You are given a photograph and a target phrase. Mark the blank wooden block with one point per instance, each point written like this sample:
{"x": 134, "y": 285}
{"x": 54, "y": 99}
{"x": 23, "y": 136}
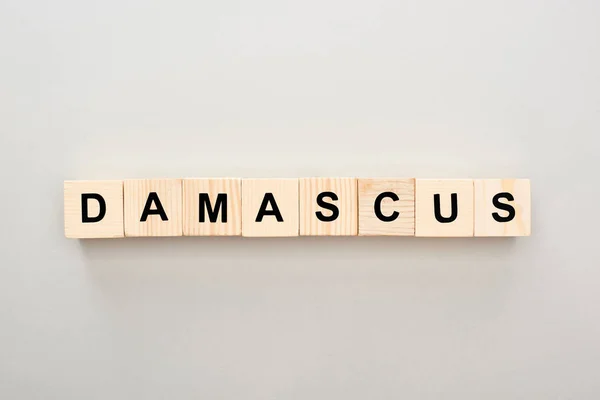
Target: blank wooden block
{"x": 212, "y": 207}
{"x": 450, "y": 221}
{"x": 328, "y": 207}
{"x": 502, "y": 207}
{"x": 270, "y": 207}
{"x": 93, "y": 209}
{"x": 386, "y": 207}
{"x": 162, "y": 197}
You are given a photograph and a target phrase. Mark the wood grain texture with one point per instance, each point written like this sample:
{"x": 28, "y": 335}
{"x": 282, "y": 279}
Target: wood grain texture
{"x": 111, "y": 226}
{"x": 213, "y": 187}
{"x": 136, "y": 193}
{"x": 347, "y": 222}
{"x": 369, "y": 190}
{"x": 485, "y": 224}
{"x": 425, "y": 222}
{"x": 285, "y": 194}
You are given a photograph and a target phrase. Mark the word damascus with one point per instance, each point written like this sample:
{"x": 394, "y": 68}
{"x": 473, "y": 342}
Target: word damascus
{"x": 297, "y": 207}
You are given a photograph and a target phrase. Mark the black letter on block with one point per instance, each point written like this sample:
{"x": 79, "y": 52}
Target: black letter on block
{"x": 438, "y": 213}
{"x": 378, "y": 213}
{"x": 269, "y": 198}
{"x": 153, "y": 197}
{"x": 213, "y": 213}
{"x": 85, "y": 218}
{"x": 504, "y": 207}
{"x": 335, "y": 212}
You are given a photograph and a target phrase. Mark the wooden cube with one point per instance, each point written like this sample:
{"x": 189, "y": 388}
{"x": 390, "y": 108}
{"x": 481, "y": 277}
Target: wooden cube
{"x": 328, "y": 207}
{"x": 212, "y": 207}
{"x": 444, "y": 208}
{"x": 270, "y": 207}
{"x": 93, "y": 209}
{"x": 386, "y": 207}
{"x": 502, "y": 207}
{"x": 153, "y": 207}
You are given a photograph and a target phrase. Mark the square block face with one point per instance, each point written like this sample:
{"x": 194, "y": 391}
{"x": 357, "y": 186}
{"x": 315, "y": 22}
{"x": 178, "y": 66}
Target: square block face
{"x": 93, "y": 209}
{"x": 386, "y": 207}
{"x": 502, "y": 207}
{"x": 328, "y": 207}
{"x": 272, "y": 201}
{"x": 444, "y": 208}
{"x": 212, "y": 207}
{"x": 153, "y": 207}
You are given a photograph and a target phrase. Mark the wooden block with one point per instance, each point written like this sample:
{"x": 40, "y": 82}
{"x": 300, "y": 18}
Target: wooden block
{"x": 386, "y": 207}
{"x": 153, "y": 207}
{"x": 270, "y": 207}
{"x": 212, "y": 207}
{"x": 328, "y": 207}
{"x": 444, "y": 208}
{"x": 502, "y": 207}
{"x": 93, "y": 209}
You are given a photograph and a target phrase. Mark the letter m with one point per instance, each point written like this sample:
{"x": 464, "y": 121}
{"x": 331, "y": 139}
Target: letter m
{"x": 213, "y": 213}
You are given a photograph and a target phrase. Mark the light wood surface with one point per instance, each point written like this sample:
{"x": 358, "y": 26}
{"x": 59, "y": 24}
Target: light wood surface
{"x": 285, "y": 194}
{"x": 485, "y": 224}
{"x": 136, "y": 192}
{"x": 368, "y": 222}
{"x": 425, "y": 222}
{"x": 111, "y": 225}
{"x": 347, "y": 222}
{"x": 213, "y": 187}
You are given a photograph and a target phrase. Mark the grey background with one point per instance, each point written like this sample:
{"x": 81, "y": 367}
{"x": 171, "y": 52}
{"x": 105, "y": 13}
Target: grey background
{"x": 125, "y": 89}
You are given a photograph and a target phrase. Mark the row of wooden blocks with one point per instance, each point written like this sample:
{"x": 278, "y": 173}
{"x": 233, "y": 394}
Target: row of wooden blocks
{"x": 293, "y": 207}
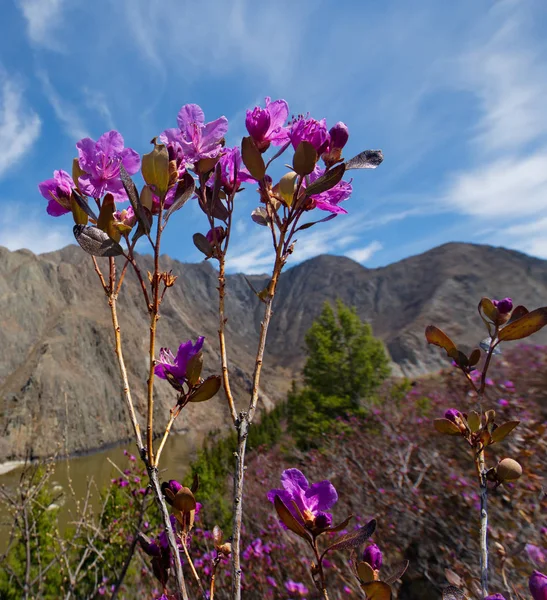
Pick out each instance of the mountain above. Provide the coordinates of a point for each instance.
(59, 379)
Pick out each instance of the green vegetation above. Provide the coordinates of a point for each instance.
(346, 365)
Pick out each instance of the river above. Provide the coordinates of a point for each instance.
(81, 470)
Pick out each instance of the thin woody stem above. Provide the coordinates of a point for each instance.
(193, 569)
(174, 414)
(245, 421)
(222, 336)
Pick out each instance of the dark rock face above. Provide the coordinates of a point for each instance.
(59, 382)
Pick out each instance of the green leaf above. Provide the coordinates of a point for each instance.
(155, 168)
(501, 432)
(447, 427)
(185, 189)
(96, 242)
(304, 159)
(524, 326)
(354, 539)
(368, 159)
(377, 590)
(327, 181)
(289, 520)
(436, 336)
(203, 244)
(252, 158)
(206, 390)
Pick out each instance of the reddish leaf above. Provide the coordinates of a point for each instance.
(377, 590)
(525, 326)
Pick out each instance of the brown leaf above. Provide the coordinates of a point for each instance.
(525, 326)
(501, 432)
(453, 593)
(354, 539)
(304, 159)
(397, 572)
(206, 390)
(446, 426)
(327, 181)
(252, 158)
(436, 336)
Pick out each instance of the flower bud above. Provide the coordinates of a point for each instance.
(538, 586)
(504, 306)
(218, 232)
(508, 470)
(373, 556)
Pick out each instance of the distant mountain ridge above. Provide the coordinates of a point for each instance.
(58, 377)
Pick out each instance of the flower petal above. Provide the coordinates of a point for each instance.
(294, 481)
(321, 496)
(130, 160)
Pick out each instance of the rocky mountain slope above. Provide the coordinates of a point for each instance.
(59, 381)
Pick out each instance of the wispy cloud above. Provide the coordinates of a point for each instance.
(19, 125)
(43, 19)
(253, 253)
(97, 102)
(364, 254)
(65, 112)
(22, 230)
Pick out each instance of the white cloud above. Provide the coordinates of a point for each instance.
(505, 188)
(68, 116)
(19, 125)
(43, 18)
(96, 101)
(20, 230)
(362, 255)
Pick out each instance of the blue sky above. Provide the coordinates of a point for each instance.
(454, 93)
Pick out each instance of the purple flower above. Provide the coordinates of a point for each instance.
(125, 217)
(296, 588)
(538, 586)
(230, 164)
(310, 130)
(218, 233)
(536, 554)
(196, 138)
(373, 556)
(101, 161)
(504, 306)
(338, 138)
(173, 368)
(330, 199)
(311, 501)
(57, 191)
(453, 415)
(266, 125)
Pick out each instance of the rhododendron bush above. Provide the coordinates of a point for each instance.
(118, 199)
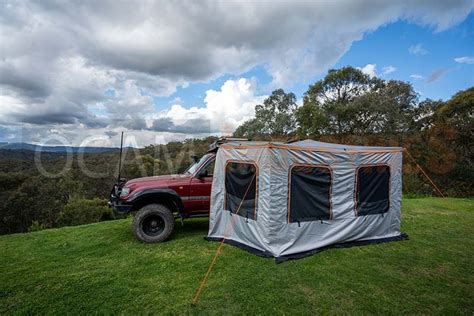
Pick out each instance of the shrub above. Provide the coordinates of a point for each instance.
(80, 211)
(36, 226)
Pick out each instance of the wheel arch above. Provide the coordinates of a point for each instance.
(166, 197)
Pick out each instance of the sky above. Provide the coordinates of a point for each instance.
(79, 73)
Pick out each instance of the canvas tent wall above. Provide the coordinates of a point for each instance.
(289, 200)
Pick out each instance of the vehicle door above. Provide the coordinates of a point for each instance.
(200, 188)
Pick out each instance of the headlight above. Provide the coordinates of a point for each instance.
(124, 192)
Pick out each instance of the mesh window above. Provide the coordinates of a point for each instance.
(241, 189)
(309, 194)
(372, 190)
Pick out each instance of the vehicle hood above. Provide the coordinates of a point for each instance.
(156, 181)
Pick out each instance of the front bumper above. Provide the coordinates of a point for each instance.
(116, 204)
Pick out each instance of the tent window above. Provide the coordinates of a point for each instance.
(241, 189)
(372, 190)
(309, 193)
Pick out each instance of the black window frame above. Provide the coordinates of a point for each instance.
(357, 191)
(331, 181)
(255, 208)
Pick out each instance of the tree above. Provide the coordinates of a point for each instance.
(329, 101)
(275, 117)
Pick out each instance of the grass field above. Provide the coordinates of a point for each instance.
(100, 268)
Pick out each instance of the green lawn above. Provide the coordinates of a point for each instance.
(101, 268)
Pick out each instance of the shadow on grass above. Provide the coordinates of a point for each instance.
(191, 228)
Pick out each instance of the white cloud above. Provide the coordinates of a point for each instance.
(58, 59)
(464, 60)
(369, 69)
(388, 70)
(416, 77)
(417, 49)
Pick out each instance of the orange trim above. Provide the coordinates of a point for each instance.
(289, 186)
(317, 149)
(356, 189)
(218, 251)
(246, 162)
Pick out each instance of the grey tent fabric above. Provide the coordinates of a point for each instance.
(306, 196)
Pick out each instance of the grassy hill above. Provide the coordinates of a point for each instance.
(101, 268)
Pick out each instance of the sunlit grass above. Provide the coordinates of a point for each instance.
(101, 268)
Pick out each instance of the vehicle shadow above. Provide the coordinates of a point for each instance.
(191, 228)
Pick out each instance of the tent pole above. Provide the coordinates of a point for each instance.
(424, 173)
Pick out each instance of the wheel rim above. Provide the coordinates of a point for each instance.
(153, 225)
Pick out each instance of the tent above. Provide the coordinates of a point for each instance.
(289, 200)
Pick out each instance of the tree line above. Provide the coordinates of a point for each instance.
(350, 107)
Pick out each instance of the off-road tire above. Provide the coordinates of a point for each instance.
(153, 223)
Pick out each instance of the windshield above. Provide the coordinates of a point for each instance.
(196, 165)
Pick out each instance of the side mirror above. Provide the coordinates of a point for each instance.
(202, 174)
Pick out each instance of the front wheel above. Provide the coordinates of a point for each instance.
(153, 223)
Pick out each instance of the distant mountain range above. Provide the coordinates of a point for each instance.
(56, 149)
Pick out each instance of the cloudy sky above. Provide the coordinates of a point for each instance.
(79, 72)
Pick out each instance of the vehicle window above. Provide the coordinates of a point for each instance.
(372, 190)
(241, 189)
(309, 193)
(210, 168)
(197, 165)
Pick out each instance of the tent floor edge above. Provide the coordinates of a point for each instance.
(357, 243)
(242, 246)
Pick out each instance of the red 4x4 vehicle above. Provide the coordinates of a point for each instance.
(156, 201)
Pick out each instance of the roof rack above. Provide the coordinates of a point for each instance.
(222, 140)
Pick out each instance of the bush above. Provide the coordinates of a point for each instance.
(79, 211)
(36, 226)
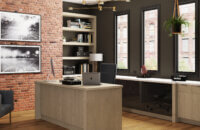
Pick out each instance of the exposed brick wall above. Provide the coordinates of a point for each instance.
(51, 46)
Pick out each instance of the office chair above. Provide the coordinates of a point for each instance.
(108, 72)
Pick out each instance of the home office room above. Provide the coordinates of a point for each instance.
(99, 65)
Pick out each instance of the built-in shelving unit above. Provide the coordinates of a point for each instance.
(68, 58)
(75, 58)
(77, 44)
(77, 29)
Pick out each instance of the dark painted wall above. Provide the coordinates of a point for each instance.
(105, 35)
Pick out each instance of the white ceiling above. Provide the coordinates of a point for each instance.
(88, 2)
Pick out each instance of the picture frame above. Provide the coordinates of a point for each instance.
(20, 59)
(20, 27)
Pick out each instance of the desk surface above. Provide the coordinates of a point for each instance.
(158, 80)
(56, 83)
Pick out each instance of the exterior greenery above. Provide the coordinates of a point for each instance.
(175, 21)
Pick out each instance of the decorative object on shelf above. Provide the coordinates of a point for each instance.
(81, 52)
(64, 39)
(79, 23)
(52, 69)
(179, 77)
(85, 68)
(99, 7)
(94, 58)
(19, 59)
(80, 37)
(20, 27)
(175, 23)
(68, 70)
(144, 71)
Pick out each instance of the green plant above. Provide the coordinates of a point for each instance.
(173, 22)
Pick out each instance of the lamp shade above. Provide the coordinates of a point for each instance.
(96, 57)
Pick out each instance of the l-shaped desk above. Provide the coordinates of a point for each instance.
(185, 99)
(80, 107)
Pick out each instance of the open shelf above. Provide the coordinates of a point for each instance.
(75, 58)
(74, 15)
(73, 75)
(77, 44)
(77, 29)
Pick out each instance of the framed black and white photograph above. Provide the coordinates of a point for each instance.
(20, 27)
(19, 59)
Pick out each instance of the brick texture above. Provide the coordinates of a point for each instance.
(51, 46)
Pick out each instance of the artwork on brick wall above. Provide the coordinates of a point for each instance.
(20, 27)
(19, 59)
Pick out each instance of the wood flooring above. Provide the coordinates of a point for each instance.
(26, 121)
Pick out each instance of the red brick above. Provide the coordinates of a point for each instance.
(51, 46)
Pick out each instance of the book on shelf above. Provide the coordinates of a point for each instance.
(79, 23)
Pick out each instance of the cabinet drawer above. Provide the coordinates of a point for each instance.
(188, 102)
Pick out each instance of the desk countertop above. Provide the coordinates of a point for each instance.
(81, 87)
(158, 80)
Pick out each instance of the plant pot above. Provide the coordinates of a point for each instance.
(176, 28)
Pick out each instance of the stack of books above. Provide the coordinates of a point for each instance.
(79, 23)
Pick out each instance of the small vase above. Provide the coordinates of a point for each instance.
(176, 29)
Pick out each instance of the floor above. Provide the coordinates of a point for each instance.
(25, 121)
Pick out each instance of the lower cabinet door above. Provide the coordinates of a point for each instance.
(189, 102)
(184, 102)
(196, 103)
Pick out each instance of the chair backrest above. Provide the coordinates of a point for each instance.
(108, 72)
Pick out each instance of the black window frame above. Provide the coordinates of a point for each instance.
(116, 14)
(154, 7)
(196, 42)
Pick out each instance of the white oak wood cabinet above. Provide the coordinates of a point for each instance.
(80, 107)
(188, 99)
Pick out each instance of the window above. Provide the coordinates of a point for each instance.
(122, 41)
(186, 42)
(150, 36)
(185, 45)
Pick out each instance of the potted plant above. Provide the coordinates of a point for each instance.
(174, 24)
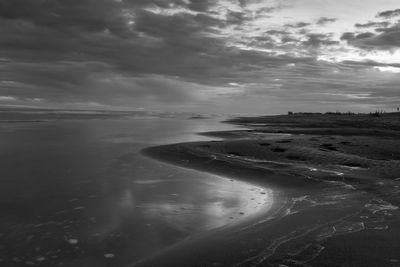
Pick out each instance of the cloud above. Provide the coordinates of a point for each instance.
(318, 40)
(298, 25)
(324, 20)
(389, 14)
(184, 53)
(372, 24)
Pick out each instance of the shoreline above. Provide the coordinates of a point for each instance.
(342, 170)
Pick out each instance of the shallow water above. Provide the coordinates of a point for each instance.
(79, 193)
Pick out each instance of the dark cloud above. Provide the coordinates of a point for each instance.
(389, 14)
(318, 40)
(389, 39)
(236, 17)
(372, 24)
(298, 25)
(324, 20)
(159, 53)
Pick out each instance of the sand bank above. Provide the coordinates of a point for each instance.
(337, 178)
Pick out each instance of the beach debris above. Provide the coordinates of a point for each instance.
(72, 241)
(40, 258)
(109, 255)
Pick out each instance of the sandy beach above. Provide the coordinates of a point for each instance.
(336, 189)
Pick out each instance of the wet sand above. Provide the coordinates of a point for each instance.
(336, 180)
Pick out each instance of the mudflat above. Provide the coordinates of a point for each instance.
(336, 180)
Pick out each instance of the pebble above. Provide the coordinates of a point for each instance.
(109, 255)
(72, 241)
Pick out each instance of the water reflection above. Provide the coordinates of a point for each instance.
(80, 193)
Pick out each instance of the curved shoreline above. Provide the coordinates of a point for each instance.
(328, 178)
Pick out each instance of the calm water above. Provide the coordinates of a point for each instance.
(79, 193)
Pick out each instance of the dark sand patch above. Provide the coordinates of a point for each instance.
(339, 178)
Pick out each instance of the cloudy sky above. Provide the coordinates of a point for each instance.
(230, 56)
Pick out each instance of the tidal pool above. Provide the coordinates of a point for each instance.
(79, 193)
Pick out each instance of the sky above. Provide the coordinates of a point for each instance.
(205, 56)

### Requirements:
Write out, word for word, the line containing "Pick out each instance of the potted" and each line after it to the end of the data, and nothing more. Drop the pictures.

### Response:
Pick out each instance of the potted plant above. Provide the coordinates of a point for each instance.
(174, 24)
Pick out each instance of the cloud above. Provide the coordinates of a point for each instance.
(318, 40)
(298, 25)
(324, 20)
(389, 14)
(184, 53)
(372, 24)
Pick out each instance of the shoreline above. Provide the coordinates of a point for each instance.
(342, 170)
Pick out each instance of the shallow water above. Provide the coordinates of a point for each instance.
(79, 193)
Pick out each instance of the dark cloud above. Provide the coordinates of a point for each instance.
(389, 14)
(318, 40)
(389, 39)
(236, 17)
(372, 24)
(298, 25)
(324, 20)
(159, 53)
Pick out each instance of the sand bank above. Provide the coordinates of a point for each instance.
(337, 178)
Pick out each instance of the beach debris above. Provide the coordinates of a point for each instance.
(72, 241)
(40, 258)
(109, 255)
Pick out each instance of the sandy beach above. Provide the coordinates of a point for each instance.
(336, 189)
Pick out each instance of the wet sand above. Provide the coordinates of a point for each instance.
(336, 180)
Pick out each instance of the mudflat above. Provide the coordinates of a point for each instance.
(336, 180)
Pick out each instance of the pebble above. Provide the coordinates of a point for each instance.
(109, 255)
(72, 241)
Pick out each instance of the water reflection above. Provide the coordinates of a point for each instance.
(80, 193)
Pick out each instance of the curved shoreline above. Provide the coordinates of a point for each instance.
(328, 178)
Pick out each instance of the calm water above. Provide the coordinates of a point for each instance.
(79, 193)
Pick out each instance of the dark sand patch above. Provide the coordinates of a point for each instance.
(339, 178)
Pick out each instance of the cloudy sky above. Provide the coordinates of a point for each instance.
(230, 56)
Pick out each instance of the tidal pool above. Provide the coordinates of a point for each instance.
(79, 193)
Pick out each instance of the sky above. Provide the coordinates of a point for each instance.
(205, 56)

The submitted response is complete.